__What you need to do__.
- A) In the court excerpt on the parole due process claim, what reasons did the Notice of Board Decision give for denying parole?
- B) Pick up the court excerpt on the parole due process claim after its final sentence and carry it forward.

__Document__.

1. Plaintiff has failed to state a due process claim.
On the face of the Complaint, Plaintiff's sole constitutional claim is that Defendants' alleged acts or omissions violated his due process rights because they “alter[ed] the Plaintiff's term of imprisonment as well as imposition an atypical and significant hardship on Plaintiff ....” ECF No. 8 ¶ 34. It appears that this claim is based on the denial of Plaintiff's parole. However, it is well-established that there is no right to parole under the federal or Pennsylvania state constitutions. Greenholtz v. Inmates of Neb. Penal and Corr. Complex, 442 U.S. 1, 7 (1979) (“There is no constitutional or inherent right of a convicted person to be conditionally released before the expiration of a valid sentence .... [T]he conviction, with all its procedural safeguards, has extinguished that liberty right”); see also Rogers v. Pa. Bd. of Prob. and Parole, 555 Pa. 285, 289 n.2 (Pa. 1999) (“A prisoner has no absolute right to be released from prison on parole .... A prisoner has only a right to apply for parole at the expiration of his or her minimum term and to have that application considered by the Board”).
To the extent that Plaintiff attempts to raise a substantive due process claim with respect to the denial of his parole, the same should be dismissed. The Complaint itself states that Defendant PBPP's Notice of Board Decision indicated that parole was denied based on “‘[t]he negative recommendation made by the trial judge' as well as ‘[t]he negative recommendation made by the prosecuting attorney.'” ECF No. 8 ¶ 20. It is well-recognized that “federal courts are not authorized by the due process clause to second-guess parole boards and the requirements of substantive due process are met if there is some basis for the challenged decision.” Coady v. Vaughn, 251 F.3d 480, 487 (3d Cir. 2001). In this case, the allegations in the Complaint with respect to the denial of Plaintiff's parole fail to shock the conscience, and thus fail to support a substantive due process claim. Newman v. Beard, 617 F.3d 775, 782 (3d Cir. 2010) (“Conduct can violate substantive due process if it shocks the conscience, which encompasses only the most egregious official conduct.”) (internal quotations omitted).
Additionally, one of the forms of relief that Plaintiff seeks - release from confinement - is not cognizable in a Section 1983 lawsuit, and must be brought as part of a habeas petition pursuant to 28 U.S.C. § 2254. Preiser v. Rodriguez, 411 U.S. 475, 484 (1973); Leamer v. Fauver, 288 F.3d 532, 540, 542 (3d Cir. 2002).

__Dataset excerpt__.

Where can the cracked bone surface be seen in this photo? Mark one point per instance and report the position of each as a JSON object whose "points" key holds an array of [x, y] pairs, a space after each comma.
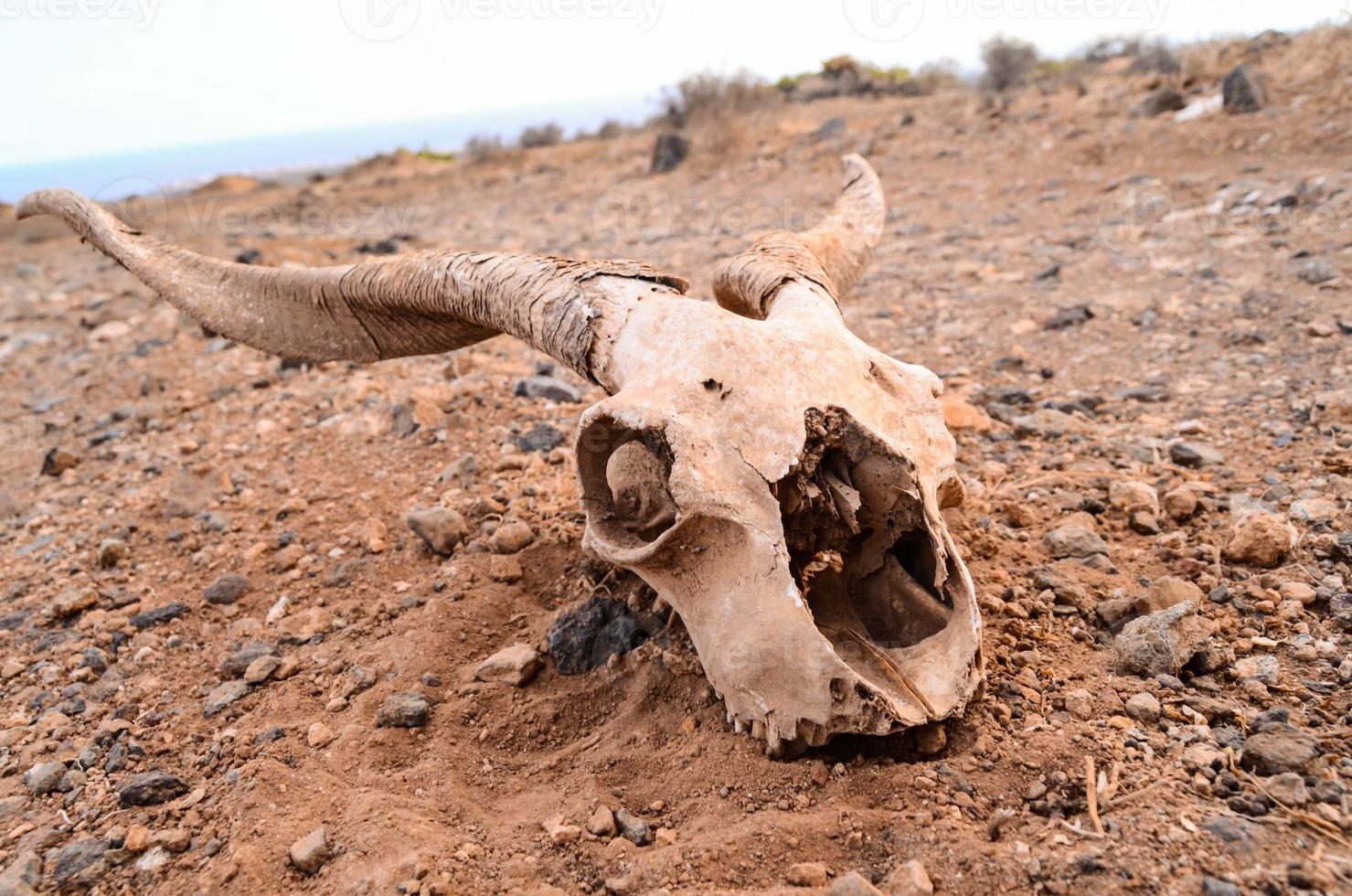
{"points": [[775, 478]]}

__Answers__.
- A) It cited the negative recommendation made by the trial judge and the negative recommendation made by the prosecuting attorney.

- B)
As such, Plaintiff's due process claim should be dismissed. As amendment would be futile, this claim should be dismissed with prejudice.
2. It is unclear whether Plaintiff attempts to raise additional constitutional claims.
It is noteworthy that Plaintiff makes allegations of facing “death threats” and “physical altercations” as a result of Defendant Rush telling “multiple people in the community that he knows Plaintiff to have committed the murder or to have actively participated in the murder[.]” ECF No. 8 ¶¶ 25-26. The Complaint is unclear as to the specific circumstance of those threats and altercations, their connection to Defendant Rush's statements to “people in the community” as well as Defendant Rush's state of mind with respect to the same.
While courts need not assume that “the [plaintiff] can prove facts which [he or she] has not alleged, or that the defendants have violated the . . . laws in ways that have not been alleged[,]” Assoc.'d Gen. Contractors, 459 U.S. at 526, the undersigned is mindful of the relaxed pleading standards enjoyed by pro se plaintiffs. Haines, 404 U.S. at 520. Therefore, out of an abundance of caution, Plaintiff should be granted leave to amend any constitutional claim he is attempting to raise with respect to the alleged physical altercations he has been forced to endure due to the alleged conduct of Defendant Rush, if appropriate.
3. If Plaintiff fails to state a constitutional claim on amendment, this Court should decline to extend supplemental jurisdiction over any remaining state law claims.
A district court may decline to extend supplemental jurisdiction over a state law claim where “the district court has dismissed all claims over which it has original jurisdiction.” 28 U.S.C. § 1367(c)(3). Whether supplemental jurisdiction will be extended under these circumstances is discretionary. Kach v. Hose, 589 F.3d 626, 650 (3d Cir.2009).
Ordinarily, when “all federal-law claims are eliminated before trial, the balance of factors to be considered under the pendant jurisdiction doctrine - judicial economy, convenience, fairness, and comity - will point toward declining to exercise jurisdiction over the remaining state-law claims.” Carnegie-Mellon Univ. v. Cohill, 484 U.S. 343, 350 n.7, (1988). If a district court decides not to exercise supplemental jurisdiction, it should dismiss the state law claims without prejudice. Kach, 589 F.3d at 650.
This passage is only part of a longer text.